**PASSAGE SHOWN:**
═══

Along with a risk of cave-ins and other dangers, coal miners face the possibility of serious disease as they work. The two most common occupational illnesses are pneumoconiosis and COPD.
Pneumoconiosis includes various kinds of respiratory conditions, but the most common among coal miners is referred to as coal worker's pneumoconiosis (CWP) or black lung. This condition is derived from inhaling coal dust and becomes increasingly likely as workers spend more time in mines. As miners dig, transport, or simply stand near operations involving coal, dust slowly builds up inside the lungs, unable to be filtered or removed by the body. As the dust accumulates, the lungs become inflamed and eventually the tissue may die and harden, causing shortness of breath and extremely painful breathing. According to the National Institute for Occupational Safety and Health (NIOSH), once coal workers achieved 25 years of experience, they had a significant percentage increase in becoming afflicted with the disease.
The Federal Coal Mine Health and Safety Act of 1969 imposed safety measures on coal mining operations to protect workers from black lung. The Act requires that surface mines be inspected twice a year and underground ones four times a year, enabling much more regular enforcement of safety guidelines. The government was also given the power to impose monetary fines for violations and to provide financial help for miners who have become incapacitated by Black Lung disease.

═══

**STORED DATA:**
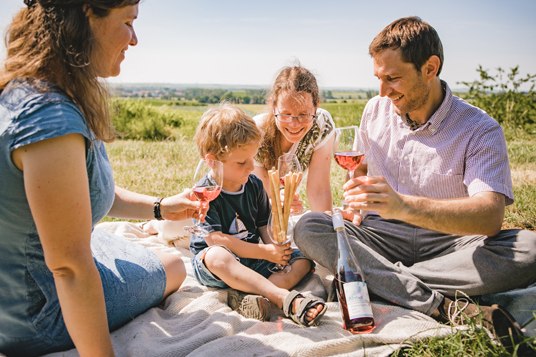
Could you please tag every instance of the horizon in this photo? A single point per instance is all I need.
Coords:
(211, 43)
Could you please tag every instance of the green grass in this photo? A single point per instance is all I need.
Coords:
(163, 168)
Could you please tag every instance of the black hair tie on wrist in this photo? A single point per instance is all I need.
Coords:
(156, 209)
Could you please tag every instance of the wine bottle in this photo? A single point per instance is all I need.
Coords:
(350, 284)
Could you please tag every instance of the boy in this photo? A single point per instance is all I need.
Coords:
(233, 254)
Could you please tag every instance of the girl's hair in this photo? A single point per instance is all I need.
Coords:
(416, 39)
(223, 129)
(291, 81)
(50, 41)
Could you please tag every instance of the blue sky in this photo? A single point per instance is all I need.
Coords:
(248, 41)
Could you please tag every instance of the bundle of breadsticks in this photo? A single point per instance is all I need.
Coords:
(281, 210)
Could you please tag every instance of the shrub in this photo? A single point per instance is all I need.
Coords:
(137, 120)
(502, 96)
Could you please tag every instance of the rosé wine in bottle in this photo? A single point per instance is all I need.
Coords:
(350, 284)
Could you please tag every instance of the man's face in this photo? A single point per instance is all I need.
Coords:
(401, 82)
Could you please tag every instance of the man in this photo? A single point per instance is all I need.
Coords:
(434, 198)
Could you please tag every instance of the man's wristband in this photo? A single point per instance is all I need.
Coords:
(156, 209)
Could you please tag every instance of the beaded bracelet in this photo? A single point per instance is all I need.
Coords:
(156, 209)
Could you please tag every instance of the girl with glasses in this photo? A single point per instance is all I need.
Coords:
(295, 124)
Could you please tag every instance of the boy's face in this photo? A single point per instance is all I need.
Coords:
(238, 165)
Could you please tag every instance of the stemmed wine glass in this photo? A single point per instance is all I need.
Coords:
(346, 149)
(279, 237)
(208, 180)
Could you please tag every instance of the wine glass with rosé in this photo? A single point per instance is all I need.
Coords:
(208, 181)
(346, 149)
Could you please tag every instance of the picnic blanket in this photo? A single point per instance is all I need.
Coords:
(196, 321)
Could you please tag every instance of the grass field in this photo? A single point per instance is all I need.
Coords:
(163, 168)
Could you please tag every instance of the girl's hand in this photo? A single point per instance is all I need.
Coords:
(296, 206)
(279, 254)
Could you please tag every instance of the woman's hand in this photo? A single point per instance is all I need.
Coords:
(183, 206)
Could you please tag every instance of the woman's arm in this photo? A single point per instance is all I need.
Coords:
(262, 173)
(128, 204)
(56, 184)
(318, 178)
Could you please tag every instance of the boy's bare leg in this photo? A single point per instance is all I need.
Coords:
(224, 265)
(300, 268)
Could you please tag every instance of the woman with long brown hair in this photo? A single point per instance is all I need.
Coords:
(63, 285)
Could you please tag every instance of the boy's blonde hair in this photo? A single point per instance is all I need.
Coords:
(225, 128)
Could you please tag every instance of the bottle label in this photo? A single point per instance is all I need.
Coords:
(357, 299)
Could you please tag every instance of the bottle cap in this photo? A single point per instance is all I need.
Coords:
(338, 221)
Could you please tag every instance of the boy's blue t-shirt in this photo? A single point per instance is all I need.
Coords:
(239, 214)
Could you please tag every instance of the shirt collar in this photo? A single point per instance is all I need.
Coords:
(441, 113)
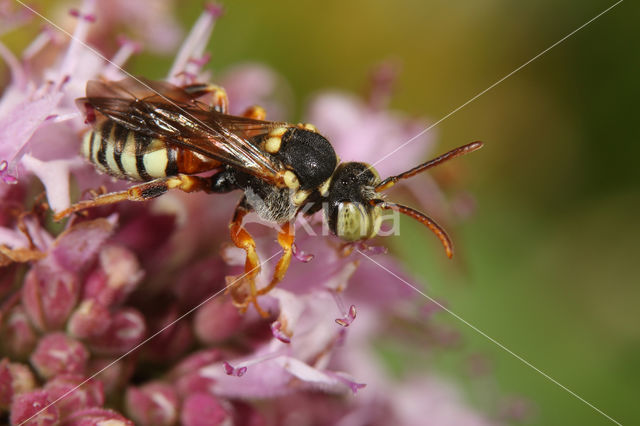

═══

**CHECK YOUR UNDERSTANDING:**
1: Copy out the coal miner health passage, beginning with the words "Along with a" and stopping after the words "pneumoconiosis and COPD.".
2: Resume the coal miner health passage after its final sentence and carry it further.
The material plays no part in what comes next and can be set aside.

**ANSWERS PROVIDED:**
1:
Along with a risk of cave-ins and other dangers, coal miners face the possibility of serious disease as they work. The two most common occupational illnesses are pneumoconiosis and COPD.

2:
Coal Miners and Chronic Obstructive Pulmonary Disease
Another serious disease faced by coal miners across the country is chronic obstructive pulmonary disease (COPD). This lung affliction includes chronically poor airflow, which can cause coughing, shortness of breath, and sputum production. The disease often includes chronic bronchitis, emphysema, and even asthma. Consistent exposure to coal dust can lead to this severe respiratory disease, and the effects suffered by the patient steadily increase over time. COPD is a somewhat more common deadly disease, not exclusive to coal miners. The CDC listed it as the third leading cause of death in the U.S. in 2011. Smoking, pollution, and other such factors can cause COPD, but exposure to coal dust, combined with other respiratory diseases, greatly increases the risk of a worker contracting this serious and life-altering condition.
Coal Mining Injury and Occupational Illness
COPD and pneumoconiosis are only two of the many risks faced by coal miners every day on the job. To reduce miner's exposure to coal dust, many safety practices must be observed. If not properly enforced, workers stand to contract occupational diseases such as these, which can threaten their lives or hamper their ability to breathe for the rest of their lives.